# [HOW TO COMPLETE THIS TASK]
Only certain lines below are wanted: those starting at the line containing "(64,112) (no space after the comma)." and ending at the line containing "(70,245) (no space after the comma).", both included, each retyped exactly.

+++ MATERIAL TO PROCESS +++

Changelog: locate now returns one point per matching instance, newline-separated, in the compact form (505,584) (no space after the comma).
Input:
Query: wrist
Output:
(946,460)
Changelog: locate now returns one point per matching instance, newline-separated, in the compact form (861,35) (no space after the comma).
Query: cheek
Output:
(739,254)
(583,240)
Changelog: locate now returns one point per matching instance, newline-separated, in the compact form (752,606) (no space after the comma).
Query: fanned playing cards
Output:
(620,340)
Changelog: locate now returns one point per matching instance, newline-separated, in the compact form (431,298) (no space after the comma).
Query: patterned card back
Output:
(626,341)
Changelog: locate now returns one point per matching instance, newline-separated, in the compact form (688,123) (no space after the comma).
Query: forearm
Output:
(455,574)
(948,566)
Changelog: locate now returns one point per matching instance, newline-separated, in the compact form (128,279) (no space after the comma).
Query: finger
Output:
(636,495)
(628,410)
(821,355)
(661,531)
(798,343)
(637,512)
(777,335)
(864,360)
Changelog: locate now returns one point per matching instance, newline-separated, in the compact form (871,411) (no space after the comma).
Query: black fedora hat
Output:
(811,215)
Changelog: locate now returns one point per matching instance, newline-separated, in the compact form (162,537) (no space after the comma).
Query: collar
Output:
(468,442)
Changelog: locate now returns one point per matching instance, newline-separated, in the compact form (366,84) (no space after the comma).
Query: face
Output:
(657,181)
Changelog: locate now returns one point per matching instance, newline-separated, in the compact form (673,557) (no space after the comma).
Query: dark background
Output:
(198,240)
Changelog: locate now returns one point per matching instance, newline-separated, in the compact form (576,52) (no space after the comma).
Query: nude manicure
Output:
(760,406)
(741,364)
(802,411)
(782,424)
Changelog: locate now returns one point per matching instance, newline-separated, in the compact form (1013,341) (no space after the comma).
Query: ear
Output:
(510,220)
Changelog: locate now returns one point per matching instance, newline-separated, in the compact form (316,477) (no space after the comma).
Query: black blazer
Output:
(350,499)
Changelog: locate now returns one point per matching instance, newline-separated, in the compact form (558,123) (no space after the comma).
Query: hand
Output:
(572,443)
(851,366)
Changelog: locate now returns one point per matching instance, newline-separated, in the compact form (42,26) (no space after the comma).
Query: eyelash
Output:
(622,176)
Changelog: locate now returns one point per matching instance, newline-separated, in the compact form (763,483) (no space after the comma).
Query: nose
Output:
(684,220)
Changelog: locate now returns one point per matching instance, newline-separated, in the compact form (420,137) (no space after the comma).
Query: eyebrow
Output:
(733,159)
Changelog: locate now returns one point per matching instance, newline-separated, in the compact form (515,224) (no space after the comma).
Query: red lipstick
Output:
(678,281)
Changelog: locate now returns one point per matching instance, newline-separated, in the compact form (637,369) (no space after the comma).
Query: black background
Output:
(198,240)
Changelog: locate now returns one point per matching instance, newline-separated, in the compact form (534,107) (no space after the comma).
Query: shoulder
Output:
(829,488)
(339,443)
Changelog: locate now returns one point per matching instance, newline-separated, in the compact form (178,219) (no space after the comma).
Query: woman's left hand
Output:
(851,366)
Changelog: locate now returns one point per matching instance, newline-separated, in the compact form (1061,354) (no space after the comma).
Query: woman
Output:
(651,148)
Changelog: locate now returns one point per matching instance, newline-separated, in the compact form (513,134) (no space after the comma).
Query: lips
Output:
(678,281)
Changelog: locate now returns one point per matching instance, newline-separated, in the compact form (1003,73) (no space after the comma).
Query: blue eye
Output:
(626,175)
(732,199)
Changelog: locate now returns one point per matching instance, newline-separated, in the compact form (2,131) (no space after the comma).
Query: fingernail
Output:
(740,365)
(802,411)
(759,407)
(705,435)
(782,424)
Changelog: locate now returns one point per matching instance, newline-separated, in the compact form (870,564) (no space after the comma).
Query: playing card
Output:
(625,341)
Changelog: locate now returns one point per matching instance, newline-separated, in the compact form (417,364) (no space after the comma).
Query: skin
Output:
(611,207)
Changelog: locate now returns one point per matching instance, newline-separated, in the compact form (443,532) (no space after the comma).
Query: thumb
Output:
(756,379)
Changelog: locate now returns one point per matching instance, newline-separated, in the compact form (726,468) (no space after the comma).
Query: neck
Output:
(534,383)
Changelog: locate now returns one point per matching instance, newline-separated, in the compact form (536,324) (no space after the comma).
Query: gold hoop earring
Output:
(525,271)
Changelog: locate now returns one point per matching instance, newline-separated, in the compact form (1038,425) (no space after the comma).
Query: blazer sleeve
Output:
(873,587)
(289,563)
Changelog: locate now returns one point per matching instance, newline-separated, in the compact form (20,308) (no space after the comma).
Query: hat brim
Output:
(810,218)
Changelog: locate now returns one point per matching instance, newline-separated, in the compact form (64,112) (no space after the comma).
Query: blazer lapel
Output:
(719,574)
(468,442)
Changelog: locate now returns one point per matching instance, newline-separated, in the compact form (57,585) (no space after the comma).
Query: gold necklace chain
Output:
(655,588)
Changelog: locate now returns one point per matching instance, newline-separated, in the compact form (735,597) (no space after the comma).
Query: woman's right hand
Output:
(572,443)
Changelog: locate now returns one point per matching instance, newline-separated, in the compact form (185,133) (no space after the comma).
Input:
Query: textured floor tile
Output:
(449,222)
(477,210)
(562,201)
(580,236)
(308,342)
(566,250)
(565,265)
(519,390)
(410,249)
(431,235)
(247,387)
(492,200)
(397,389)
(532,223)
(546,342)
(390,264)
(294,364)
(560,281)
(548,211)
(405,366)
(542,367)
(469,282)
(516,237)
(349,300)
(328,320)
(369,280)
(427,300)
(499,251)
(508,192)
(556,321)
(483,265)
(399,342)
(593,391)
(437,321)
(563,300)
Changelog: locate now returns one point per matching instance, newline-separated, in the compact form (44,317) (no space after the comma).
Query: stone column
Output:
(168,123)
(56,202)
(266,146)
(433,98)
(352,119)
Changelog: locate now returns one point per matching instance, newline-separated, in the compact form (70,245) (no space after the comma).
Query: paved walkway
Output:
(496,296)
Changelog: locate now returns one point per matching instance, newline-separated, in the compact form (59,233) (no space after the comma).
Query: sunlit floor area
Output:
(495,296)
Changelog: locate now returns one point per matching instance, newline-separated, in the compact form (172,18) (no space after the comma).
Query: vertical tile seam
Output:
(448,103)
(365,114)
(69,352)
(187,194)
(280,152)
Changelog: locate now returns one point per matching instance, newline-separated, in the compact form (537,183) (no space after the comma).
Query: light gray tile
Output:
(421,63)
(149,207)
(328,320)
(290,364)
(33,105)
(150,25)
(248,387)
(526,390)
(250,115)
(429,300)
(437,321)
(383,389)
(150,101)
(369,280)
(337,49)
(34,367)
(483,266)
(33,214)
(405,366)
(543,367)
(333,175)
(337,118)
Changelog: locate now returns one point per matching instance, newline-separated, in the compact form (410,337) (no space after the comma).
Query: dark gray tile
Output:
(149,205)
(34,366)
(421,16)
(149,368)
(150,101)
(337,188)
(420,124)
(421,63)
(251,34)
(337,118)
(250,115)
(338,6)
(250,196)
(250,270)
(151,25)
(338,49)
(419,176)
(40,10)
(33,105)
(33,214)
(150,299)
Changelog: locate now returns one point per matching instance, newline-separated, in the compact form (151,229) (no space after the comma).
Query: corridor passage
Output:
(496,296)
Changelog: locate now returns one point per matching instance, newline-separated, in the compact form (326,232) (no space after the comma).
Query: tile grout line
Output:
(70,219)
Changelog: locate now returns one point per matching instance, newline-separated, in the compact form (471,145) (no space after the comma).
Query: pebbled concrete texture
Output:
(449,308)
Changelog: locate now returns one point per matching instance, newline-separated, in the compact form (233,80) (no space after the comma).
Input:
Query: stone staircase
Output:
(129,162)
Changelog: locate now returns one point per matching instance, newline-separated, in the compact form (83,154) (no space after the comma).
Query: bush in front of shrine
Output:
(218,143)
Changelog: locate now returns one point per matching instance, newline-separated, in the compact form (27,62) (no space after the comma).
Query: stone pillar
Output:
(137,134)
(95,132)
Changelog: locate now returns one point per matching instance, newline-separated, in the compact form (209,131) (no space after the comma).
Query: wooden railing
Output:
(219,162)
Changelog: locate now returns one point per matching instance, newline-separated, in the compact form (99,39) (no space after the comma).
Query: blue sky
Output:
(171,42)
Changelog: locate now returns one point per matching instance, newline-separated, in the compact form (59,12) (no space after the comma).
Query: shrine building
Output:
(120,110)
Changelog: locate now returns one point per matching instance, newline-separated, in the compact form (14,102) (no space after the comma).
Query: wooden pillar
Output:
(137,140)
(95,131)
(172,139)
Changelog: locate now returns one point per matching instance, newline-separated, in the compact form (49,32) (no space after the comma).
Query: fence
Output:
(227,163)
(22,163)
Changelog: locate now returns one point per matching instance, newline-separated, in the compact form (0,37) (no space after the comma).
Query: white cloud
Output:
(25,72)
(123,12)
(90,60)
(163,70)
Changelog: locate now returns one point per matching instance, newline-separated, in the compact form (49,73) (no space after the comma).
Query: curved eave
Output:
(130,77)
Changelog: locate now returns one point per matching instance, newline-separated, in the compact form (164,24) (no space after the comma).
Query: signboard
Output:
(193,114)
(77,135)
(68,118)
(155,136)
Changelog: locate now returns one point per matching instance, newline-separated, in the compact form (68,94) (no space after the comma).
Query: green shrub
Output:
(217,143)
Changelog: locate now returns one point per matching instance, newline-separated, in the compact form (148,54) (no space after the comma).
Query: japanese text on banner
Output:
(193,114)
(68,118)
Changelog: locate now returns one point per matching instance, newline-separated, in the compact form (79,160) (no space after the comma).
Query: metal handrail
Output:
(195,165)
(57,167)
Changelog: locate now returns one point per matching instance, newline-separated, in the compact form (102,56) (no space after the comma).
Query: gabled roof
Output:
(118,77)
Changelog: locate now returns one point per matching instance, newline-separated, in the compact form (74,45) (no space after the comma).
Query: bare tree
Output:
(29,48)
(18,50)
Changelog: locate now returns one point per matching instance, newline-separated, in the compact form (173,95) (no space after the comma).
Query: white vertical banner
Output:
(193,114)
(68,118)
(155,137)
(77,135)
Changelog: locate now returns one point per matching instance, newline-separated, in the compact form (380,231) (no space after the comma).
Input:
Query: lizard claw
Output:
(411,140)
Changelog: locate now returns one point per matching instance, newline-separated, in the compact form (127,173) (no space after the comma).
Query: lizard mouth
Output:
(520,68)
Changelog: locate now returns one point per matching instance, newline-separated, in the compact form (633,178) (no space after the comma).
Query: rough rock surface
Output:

+++

# [RESULT]
Changelog: locate now returns one point per matching instance, newline-separated, in the compact form (64,112) (no space after the comma).
Query: blazer lapel
Output:
(719,574)
(468,442)
Changelog: locate now returns one point per matching instance, newline-separated, in the compact form (57,585) (no space after the comma).
Query: gold necklace chain
Output:
(655,588)
Changelog: locate now returns one point per matching instance, newline-separated, in the compact form (735,597) (no space after the comma).
Query: woman's right hand
Output:
(572,443)
Changelog: locate now returns one point per matching instance, newline-separated, in the compact form (185,133) (no space after the comma).
Input:
Query: textured floor tile
Output:
(449,222)
(477,210)
(562,201)
(580,236)
(308,342)
(566,250)
(565,265)
(519,390)
(410,249)
(431,235)
(247,387)
(492,200)
(397,389)
(532,223)
(546,342)
(390,264)
(294,364)
(560,281)
(548,211)
(405,366)
(542,367)
(469,282)
(516,237)
(349,300)
(328,320)
(369,280)
(427,300)
(499,251)
(508,192)
(556,321)
(483,265)
(399,342)
(593,391)
(437,321)
(563,300)
Changelog: locate now returns one point per matching instance, newline-separated, in the compact form (44,317) (no space after the comma).
Query: stone column
Output:
(168,123)
(56,202)
(266,146)
(433,98)
(352,119)
Changelog: locate now returns one point per matching instance, newline-separated, in the compact form (70,245) (no space after the comma).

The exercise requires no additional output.